▸ Consignes et exigences
Recopiez à l'identique l'ensemble des items ci-dessous, sans en omettre aucun.

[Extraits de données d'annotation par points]

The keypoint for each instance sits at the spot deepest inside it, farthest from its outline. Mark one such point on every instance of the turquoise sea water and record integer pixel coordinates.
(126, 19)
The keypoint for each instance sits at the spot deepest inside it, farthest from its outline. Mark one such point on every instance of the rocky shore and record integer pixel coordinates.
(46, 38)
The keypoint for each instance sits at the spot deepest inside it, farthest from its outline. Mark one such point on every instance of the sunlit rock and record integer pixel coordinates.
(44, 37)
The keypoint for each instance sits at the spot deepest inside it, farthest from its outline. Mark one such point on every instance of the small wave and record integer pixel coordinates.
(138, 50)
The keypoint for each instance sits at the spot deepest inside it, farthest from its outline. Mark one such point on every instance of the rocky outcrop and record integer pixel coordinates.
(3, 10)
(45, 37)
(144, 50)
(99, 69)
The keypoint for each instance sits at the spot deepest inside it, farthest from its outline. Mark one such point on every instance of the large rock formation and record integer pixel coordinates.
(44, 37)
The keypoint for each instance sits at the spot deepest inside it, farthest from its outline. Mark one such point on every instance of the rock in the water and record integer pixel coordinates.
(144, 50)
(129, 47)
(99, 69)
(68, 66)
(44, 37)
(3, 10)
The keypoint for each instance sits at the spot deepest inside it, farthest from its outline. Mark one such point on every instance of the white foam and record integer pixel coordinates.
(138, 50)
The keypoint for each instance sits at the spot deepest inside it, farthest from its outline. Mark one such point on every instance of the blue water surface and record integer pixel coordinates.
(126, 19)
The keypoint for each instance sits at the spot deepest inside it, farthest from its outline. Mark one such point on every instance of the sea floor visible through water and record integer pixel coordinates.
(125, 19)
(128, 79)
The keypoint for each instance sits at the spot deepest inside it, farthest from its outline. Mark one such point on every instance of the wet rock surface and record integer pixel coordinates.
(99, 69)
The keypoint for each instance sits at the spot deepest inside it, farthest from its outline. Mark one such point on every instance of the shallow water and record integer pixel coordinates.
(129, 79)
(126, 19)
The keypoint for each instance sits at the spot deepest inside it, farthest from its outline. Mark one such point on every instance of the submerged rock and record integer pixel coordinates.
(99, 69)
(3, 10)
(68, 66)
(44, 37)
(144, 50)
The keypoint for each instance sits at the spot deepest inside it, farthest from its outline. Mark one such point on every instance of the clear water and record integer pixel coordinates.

▸ Exercice corrigé
The keypoint for each instance sits at the spot deepest inside it, farthest from its outline. Mark one such point on every instance of the turquoise sea water and record integer pixel coordinates.
(126, 19)
The keypoint for each instance sits at the spot deepest inside it, farthest from its outline. Mark one such point on every instance of the rocky shore and record integer pixel coordinates.
(46, 38)
The keypoint for each instance sits at the spot deepest inside it, farthest from its outline. Mark one such point on every instance of the sunlit rock and record integer pixel coordinates.
(44, 37)
The keypoint for each instance sits at the spot deepest inside it, farthest from its outline. Mark one such point on every instance of the small wave and record integer pixel coordinates.
(138, 50)
The keypoint for each instance sits at the spot deepest inside it, farthest from its outline. Mark one such point on every instance of the rocky outcrop and record integer pixel coordinates.
(3, 10)
(45, 37)
(144, 50)
(99, 69)
The keypoint for each instance sits at the spot deepest inside it, farthest from its outline. Mark one such point on every instance of the large rock formation and record integer pixel coordinates.
(44, 37)
The keypoint for each instance sits at the spot deepest inside it, farthest from its outline. Mark one such point on every instance of the rock in the water and record integer pixel coordinates.
(144, 50)
(129, 47)
(99, 69)
(68, 66)
(44, 37)
(3, 10)
The keypoint for each instance sits at the spot deepest inside it, farthest from its outline. Mark one such point on every instance of the white foam and record integer pixel coordinates.
(138, 50)
The keypoint for each instance sits at the spot deepest inside it, farthest from its outline. Mark one such point on every instance of the blue water surface and record integer pixel coordinates.
(126, 19)
The keypoint for each instance sits at the spot deepest inside it, farthest from its outline. Mark one such point on every instance of the sea floor visible through water and record integer pixel coordinates.
(125, 19)
(128, 79)
The keypoint for each instance sits at the spot deepest inside it, farthest from its outline. Mark one such point on every instance of the wet rock surface and record integer pixel coordinates.
(99, 69)
The keypoint for each instance sits at the spot deepest inside it, farthest from its outline. Mark one such point on every instance of the shallow water and record integer pixel coordinates.
(129, 79)
(126, 19)
The keypoint for each instance sits at the spot deepest inside it, farthest from its outline. Mark one such point on every instance of the submerged rock and record integer pixel coordinates.
(99, 69)
(3, 10)
(68, 66)
(44, 37)
(144, 50)
The keypoint for each instance sits at the spot deepest inside it, farthest from its outline. Mark one such point on every instance of the clear water and record integer pixel coordinates.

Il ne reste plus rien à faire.